* **TASK DIRECTIONS**
Reproduce every one of the rows below word for word, leaving out any pictures.

* **INPUT**
────────

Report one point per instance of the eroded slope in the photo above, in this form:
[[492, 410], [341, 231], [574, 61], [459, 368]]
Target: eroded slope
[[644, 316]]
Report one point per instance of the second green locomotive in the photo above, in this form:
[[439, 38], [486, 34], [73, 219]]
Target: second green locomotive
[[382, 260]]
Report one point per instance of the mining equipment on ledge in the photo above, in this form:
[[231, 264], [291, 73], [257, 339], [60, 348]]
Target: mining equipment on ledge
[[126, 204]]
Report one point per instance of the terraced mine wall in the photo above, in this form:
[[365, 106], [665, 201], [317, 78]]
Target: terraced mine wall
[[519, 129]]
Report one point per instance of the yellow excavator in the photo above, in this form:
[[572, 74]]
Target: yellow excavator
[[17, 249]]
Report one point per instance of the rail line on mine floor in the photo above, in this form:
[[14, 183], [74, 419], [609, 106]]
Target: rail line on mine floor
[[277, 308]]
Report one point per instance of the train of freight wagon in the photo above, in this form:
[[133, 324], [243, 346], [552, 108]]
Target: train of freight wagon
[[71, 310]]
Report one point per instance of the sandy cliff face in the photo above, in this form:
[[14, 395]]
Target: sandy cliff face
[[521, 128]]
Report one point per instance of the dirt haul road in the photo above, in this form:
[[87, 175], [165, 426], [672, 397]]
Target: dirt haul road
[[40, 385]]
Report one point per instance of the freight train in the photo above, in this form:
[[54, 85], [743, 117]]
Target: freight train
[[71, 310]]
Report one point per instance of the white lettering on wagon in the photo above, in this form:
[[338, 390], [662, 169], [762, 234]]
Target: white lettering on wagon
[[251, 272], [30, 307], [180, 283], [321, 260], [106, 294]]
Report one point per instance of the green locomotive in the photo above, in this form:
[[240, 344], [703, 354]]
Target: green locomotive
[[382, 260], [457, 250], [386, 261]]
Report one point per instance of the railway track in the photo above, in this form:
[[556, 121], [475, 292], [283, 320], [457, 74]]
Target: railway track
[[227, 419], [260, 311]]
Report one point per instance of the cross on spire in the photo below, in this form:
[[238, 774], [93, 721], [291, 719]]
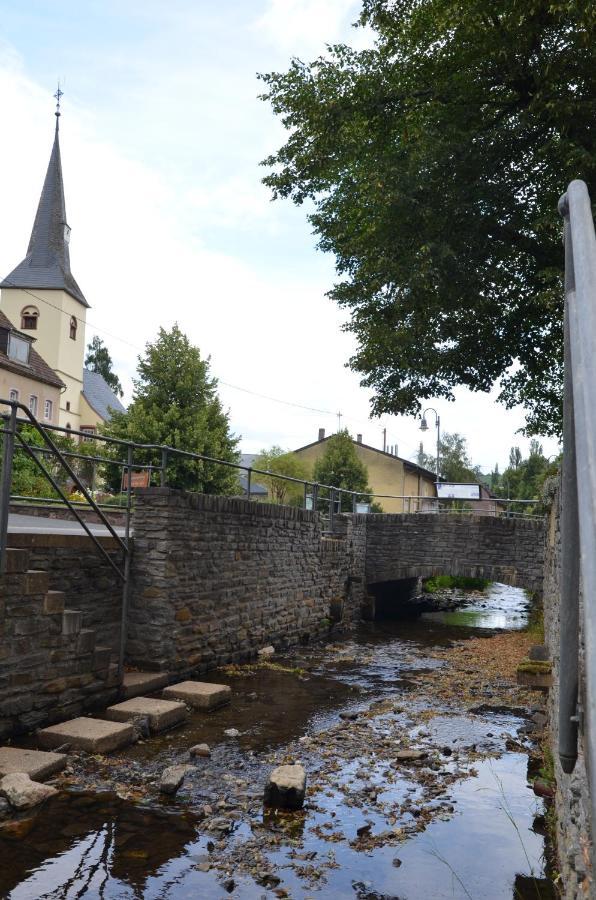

────────

* **RESPONSE BELOW**
Report one point per instance of the eroded slope in the photo above, in this form:
[[492, 410], [341, 231], [574, 61], [459, 368]]
Target: eroded slope
[[644, 316]]
Report one point per instance of the second green locomotive in the photo above, in this form:
[[439, 38], [486, 34], [73, 219]]
Target: second green locomotive
[[382, 260]]
Report one point per instance of the mining equipment on ledge in the photo above, in this form:
[[231, 264], [291, 73], [257, 339], [60, 348]]
Target: mining equipment on ledge
[[126, 204]]
Report one point per instance of the terraced mine wall in the photo above, in this form:
[[365, 106], [665, 201], [317, 78]]
Target: terraced mine wall
[[519, 129]]
Report one point per instance of the yellow excavator in the photo above, in this form:
[[572, 74]]
Target: yellow excavator
[[17, 249]]
Report one point per instance of the rail line on mine floor in the photo above, in this form:
[[14, 183], [74, 419], [609, 106]]
Target: rail line on mine floor
[[277, 308]]
Report one point per instance of the train of freight wagon in the photo above, in this form:
[[133, 324], [243, 346], [552, 108]]
Target: train of freight wagon
[[71, 310]]
Report one point per instance of the sandy cliff face in the photo above, in this form:
[[14, 395]]
Target: sandy cliff face
[[521, 128]]
Report one point per instance of the dirt haul road in the photo above, in this form:
[[87, 175], [165, 426], [672, 397]]
Target: dirt haul road
[[40, 385]]
Report one point per instance of the freight train in the photo above, in this form:
[[54, 85], [743, 117]]
Target: freight train
[[71, 310]]
Report one point per instance of the white lettering on wagon in the photo above, in this form:
[[338, 390], [662, 169], [762, 234]]
Target: white lettering on wagon
[[251, 272], [30, 307], [180, 283], [321, 260], [106, 294]]
Report one point per instance of the green locomotive in the photo above, in this form:
[[240, 344], [703, 354]]
Target: green locomotive
[[382, 260], [457, 250], [386, 261]]
Report one point per instance of the railway track in the photo above, in this form:
[[556, 121], [475, 292], [283, 320], [457, 74]]
Target: railway track
[[227, 419], [260, 311]]
Report one point per instance of the cross on spire in the photo below, in this form:
[[238, 774], [93, 721], [291, 719]]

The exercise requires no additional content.